*What to produce:* Identify each line below containing the string "post" and copy it.

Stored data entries
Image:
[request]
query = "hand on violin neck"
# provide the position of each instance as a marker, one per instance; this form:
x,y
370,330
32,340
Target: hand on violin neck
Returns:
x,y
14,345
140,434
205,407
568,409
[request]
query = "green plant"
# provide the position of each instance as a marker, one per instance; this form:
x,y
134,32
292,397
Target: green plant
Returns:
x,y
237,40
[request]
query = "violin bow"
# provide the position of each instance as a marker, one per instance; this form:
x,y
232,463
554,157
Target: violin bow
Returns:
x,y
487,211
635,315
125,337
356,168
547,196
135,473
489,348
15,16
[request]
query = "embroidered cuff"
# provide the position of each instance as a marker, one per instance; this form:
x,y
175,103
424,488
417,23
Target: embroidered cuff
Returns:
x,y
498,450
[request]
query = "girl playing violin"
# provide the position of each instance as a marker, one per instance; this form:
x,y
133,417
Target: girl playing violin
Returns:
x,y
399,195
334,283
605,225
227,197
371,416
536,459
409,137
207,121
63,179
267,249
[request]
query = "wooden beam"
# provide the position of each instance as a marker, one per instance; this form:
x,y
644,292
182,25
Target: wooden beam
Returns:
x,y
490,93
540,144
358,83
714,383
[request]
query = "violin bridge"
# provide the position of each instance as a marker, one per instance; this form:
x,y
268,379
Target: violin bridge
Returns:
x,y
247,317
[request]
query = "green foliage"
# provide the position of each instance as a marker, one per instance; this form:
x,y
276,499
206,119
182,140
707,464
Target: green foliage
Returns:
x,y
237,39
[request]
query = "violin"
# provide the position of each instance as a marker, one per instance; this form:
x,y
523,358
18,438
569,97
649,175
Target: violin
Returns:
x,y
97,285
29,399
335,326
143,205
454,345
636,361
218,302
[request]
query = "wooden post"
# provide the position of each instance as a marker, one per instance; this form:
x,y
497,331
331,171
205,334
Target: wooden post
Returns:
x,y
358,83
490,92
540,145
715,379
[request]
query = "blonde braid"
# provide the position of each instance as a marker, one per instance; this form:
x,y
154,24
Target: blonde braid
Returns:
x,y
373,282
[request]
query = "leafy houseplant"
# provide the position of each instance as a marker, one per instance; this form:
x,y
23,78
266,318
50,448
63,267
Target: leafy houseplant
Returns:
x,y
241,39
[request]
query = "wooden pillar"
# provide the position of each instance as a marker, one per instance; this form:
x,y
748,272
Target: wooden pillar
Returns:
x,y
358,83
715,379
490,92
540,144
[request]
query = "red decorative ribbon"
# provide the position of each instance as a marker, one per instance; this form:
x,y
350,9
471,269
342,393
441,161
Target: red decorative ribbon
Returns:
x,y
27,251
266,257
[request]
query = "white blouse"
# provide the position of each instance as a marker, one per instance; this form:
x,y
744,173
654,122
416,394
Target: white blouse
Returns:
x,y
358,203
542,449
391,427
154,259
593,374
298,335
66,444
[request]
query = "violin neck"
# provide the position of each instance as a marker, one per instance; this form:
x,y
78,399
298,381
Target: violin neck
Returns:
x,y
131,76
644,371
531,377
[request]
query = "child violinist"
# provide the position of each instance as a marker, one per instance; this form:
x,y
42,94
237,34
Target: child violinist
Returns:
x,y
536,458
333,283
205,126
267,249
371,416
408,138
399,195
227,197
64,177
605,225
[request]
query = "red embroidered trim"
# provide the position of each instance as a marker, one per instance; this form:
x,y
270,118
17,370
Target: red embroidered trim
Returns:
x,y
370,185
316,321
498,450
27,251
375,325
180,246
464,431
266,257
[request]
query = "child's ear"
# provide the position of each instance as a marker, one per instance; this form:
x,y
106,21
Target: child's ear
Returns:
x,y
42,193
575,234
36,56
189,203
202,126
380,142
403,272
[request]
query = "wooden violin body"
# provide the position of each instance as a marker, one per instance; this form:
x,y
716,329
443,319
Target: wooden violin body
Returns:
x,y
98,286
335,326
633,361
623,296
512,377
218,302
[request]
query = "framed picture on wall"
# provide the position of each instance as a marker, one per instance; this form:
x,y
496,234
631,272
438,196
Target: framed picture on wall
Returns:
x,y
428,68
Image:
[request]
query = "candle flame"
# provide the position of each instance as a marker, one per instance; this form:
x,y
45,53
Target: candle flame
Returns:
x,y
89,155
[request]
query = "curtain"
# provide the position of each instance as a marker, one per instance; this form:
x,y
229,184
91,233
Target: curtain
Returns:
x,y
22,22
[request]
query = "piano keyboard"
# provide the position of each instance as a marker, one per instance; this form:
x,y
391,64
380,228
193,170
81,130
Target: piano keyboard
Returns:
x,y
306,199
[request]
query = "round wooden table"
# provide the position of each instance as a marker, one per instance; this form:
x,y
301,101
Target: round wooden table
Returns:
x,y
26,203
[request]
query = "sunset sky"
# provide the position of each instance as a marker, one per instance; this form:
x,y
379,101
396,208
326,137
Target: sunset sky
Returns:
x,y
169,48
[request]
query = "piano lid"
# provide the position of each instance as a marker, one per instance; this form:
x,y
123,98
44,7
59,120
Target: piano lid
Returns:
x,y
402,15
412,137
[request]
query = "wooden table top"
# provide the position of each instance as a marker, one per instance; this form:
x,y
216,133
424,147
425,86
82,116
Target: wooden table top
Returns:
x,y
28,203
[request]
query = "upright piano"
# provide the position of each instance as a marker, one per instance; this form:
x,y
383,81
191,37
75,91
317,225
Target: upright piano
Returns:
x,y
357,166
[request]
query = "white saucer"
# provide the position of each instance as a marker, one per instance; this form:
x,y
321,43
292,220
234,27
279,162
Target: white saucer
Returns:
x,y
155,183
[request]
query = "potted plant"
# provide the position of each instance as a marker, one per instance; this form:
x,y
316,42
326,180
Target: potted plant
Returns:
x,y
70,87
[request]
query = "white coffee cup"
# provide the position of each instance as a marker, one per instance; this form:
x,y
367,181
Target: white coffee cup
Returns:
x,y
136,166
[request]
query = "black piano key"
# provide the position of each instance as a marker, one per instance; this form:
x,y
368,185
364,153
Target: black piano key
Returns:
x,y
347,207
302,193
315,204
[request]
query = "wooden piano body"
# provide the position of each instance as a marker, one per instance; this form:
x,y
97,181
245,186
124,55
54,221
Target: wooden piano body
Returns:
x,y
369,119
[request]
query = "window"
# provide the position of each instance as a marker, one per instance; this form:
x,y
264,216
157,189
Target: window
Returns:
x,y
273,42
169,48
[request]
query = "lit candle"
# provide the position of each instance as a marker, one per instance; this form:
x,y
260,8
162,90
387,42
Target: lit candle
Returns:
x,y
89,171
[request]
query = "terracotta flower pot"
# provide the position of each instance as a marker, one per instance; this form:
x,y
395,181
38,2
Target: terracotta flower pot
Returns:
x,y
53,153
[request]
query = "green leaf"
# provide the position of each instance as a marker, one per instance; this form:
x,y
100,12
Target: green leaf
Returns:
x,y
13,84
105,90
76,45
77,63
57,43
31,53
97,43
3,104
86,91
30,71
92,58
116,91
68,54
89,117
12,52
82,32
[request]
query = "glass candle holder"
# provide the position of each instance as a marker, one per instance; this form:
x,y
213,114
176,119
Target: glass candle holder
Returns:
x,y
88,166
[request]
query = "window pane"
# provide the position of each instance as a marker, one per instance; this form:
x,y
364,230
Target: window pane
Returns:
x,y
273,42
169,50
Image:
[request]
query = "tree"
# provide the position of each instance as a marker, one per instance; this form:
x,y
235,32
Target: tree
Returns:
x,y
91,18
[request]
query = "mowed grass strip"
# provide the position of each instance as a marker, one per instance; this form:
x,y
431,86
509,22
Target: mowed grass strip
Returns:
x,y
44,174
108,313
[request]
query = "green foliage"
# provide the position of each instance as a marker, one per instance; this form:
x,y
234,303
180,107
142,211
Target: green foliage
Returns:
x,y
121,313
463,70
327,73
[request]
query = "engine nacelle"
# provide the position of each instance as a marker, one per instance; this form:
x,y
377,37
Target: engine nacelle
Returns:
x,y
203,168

*Solution to this problem:*
query = "wooden post"
Target: wooden post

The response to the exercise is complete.